# START OF SELECTED TEXT

You people are lucky. I live in Australia, a stone throw away from New Zealand, but the producer said, Australian custom and Quarantine's requirement is too harsh. I met Clive Washington the owner of Orchiata every year in Taiwan (TIOS). He reckons that to be able to export to Australia, he he has to practically boil the bark again once arrived here. He always has a sales booth at TIOS. I have seen the bark there and I think that is the best bark I've ever seen, quite hard and clean in all grades. Our local bark here is rather too soft and have lots of dirt in both Oz Bark (approx $1000/44bags) and Debco (even worse as it has so much fine). Still have to use Oz bark but I mix with a liberal addition of ground lime stone. It prevent it from becoming acidic and give a life of up to 3 years. How much is a pallet of Orchiata in the USA/Canada???


----------



## SlipperKing (Jan 23, 2011)

A pallet plus shipping to my driveway was 800+


----------



## paphreek (Jan 23, 2011)

SlipperKing said:


> A pallet plus shipping to my driveway was 800+



How many bags on a pallet?

# END OF SELECTED TEXT
# START OF RECORDS SUPPLIED

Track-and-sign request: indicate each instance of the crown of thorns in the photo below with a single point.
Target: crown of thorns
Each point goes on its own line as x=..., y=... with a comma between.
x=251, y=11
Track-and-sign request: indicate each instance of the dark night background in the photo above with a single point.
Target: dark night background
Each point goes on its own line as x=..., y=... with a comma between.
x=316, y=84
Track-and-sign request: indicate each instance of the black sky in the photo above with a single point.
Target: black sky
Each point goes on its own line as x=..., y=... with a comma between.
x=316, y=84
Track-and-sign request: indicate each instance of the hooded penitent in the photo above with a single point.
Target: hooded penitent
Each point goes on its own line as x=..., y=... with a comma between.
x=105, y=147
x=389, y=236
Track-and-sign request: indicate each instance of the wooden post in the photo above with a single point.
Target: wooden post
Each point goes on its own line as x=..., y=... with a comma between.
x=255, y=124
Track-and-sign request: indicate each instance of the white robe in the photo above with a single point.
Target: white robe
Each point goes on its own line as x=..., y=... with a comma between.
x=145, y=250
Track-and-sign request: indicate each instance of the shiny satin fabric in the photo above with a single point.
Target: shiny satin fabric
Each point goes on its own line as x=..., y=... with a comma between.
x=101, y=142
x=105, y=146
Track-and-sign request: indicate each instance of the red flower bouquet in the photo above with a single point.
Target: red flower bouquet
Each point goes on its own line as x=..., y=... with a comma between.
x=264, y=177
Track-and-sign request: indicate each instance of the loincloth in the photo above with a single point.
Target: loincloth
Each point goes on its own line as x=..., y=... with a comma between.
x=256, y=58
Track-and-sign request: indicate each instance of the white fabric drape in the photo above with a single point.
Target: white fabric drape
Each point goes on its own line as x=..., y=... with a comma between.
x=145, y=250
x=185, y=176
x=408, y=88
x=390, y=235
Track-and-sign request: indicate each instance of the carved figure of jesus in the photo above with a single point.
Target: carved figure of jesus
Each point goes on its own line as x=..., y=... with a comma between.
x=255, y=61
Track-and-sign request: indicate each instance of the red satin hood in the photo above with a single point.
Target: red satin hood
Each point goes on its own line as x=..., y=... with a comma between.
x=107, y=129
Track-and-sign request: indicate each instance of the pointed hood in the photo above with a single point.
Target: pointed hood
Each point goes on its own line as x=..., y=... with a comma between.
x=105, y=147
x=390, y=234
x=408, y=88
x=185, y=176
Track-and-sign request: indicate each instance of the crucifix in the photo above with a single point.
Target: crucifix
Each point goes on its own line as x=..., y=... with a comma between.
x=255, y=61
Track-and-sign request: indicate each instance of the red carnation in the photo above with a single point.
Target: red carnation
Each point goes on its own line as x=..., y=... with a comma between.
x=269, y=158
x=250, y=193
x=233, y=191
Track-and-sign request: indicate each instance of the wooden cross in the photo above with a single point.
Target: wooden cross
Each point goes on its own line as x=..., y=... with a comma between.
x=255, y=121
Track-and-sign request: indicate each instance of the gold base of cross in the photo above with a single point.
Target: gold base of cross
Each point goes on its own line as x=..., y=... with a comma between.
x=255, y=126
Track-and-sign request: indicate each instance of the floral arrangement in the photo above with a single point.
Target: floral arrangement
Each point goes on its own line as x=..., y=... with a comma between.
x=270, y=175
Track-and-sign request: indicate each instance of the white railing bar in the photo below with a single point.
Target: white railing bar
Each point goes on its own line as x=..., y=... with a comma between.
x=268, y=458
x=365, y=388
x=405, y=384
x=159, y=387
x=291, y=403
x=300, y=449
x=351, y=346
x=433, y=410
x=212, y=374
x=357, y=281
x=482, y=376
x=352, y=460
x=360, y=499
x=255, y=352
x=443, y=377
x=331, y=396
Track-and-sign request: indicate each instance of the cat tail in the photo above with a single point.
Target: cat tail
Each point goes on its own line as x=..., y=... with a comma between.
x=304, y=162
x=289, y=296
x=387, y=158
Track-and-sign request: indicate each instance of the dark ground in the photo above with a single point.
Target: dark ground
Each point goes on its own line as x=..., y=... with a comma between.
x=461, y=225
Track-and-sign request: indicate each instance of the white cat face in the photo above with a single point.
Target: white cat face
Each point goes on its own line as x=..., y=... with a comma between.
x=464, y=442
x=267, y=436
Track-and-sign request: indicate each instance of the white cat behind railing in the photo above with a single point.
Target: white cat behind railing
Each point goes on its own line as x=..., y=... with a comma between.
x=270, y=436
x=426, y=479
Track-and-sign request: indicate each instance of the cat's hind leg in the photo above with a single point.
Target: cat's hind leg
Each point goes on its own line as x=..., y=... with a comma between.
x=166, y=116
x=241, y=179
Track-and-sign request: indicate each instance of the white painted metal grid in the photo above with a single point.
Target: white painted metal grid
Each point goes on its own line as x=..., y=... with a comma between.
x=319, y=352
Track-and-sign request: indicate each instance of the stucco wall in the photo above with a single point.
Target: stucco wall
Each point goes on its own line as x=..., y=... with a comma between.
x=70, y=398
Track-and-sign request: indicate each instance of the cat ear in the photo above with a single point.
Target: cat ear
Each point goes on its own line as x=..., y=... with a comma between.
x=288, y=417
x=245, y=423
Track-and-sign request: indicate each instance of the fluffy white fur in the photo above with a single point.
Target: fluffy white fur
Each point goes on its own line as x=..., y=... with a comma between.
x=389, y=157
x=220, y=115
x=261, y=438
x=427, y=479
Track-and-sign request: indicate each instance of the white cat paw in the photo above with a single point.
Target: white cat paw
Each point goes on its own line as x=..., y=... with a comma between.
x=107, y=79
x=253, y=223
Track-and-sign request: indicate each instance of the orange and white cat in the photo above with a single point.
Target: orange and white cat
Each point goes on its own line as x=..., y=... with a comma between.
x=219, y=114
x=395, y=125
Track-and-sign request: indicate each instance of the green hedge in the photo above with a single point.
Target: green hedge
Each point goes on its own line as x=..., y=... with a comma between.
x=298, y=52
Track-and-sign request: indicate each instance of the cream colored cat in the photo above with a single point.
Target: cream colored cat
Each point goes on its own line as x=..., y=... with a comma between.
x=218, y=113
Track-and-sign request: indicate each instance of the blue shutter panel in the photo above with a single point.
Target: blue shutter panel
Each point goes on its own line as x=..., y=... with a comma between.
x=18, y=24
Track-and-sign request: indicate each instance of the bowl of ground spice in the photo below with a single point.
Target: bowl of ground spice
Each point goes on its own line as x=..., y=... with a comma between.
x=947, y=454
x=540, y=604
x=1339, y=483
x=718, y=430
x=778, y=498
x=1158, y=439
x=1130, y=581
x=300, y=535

# END OF RECORDS SUPPLIED

TASK REQUIREMENTS ::
a: In the forum thread about orchid bark, what does the first poster mix into Oz Bark?
b: Condense the paragraph of the orchid bark thread that begins "You people are lucky" into a bulleted list, keeping its main facts.
c: Extend the orchid bark forum thread with the next reply after its final line.

ANSWERS PROVIDED ::
a: A liberal addition of ground limestone.

b:
- The writer lives in Australia, close to New Zealand, but the producer said Australian customs and quarantine requirements are too harsh.
- The writer meets Clive Washington, owner of Orchiata, every year at TIOS in Taiwan, where he always has a sales booth.
- He says that to export to Australia, he would practically have to boil the bark again once it arrived.
- The writer considers the Orchiata bark seen there the best ever seen: hard and clean in all grades.
- Local bark is too soft and dirty: Oz Bark (about $1000 for 44 bags) and Debco, which is worse because of its many fines.
- The writer still uses Oz Bark but mixes in plenty of ground limestone, which keeps it from turning acidic and gives it a life of up to 3 years.
- The writer asks how much a pallet of Orchiata costs in the USA and Canada.

c:
----------



## SlipperKing (Jan 23, 2011)

paphreek said:


> How many bags on a pallet?



40 plus a bale of sphag. 

Here is where we got it from:
[email protected] Scott C. Seaton
VP/General Manager
Greenhouse Specialists, Inc.


Hope this helps all that is looking


----------



## Darin (Jan 23, 2011)

Just potted up a bunch of seedlings (Paph Wossner Ministar - tiny babies as the seal on one of my flasks failed and started growing funk) and a couple complex test plants from two sample (5L) bags I got from Ray. I can say that this feels like the nicest bark I have ever used. I fully expect be be ordering a couple big bags from Ray in the spring to replace the nasty batch of CHC I got last year.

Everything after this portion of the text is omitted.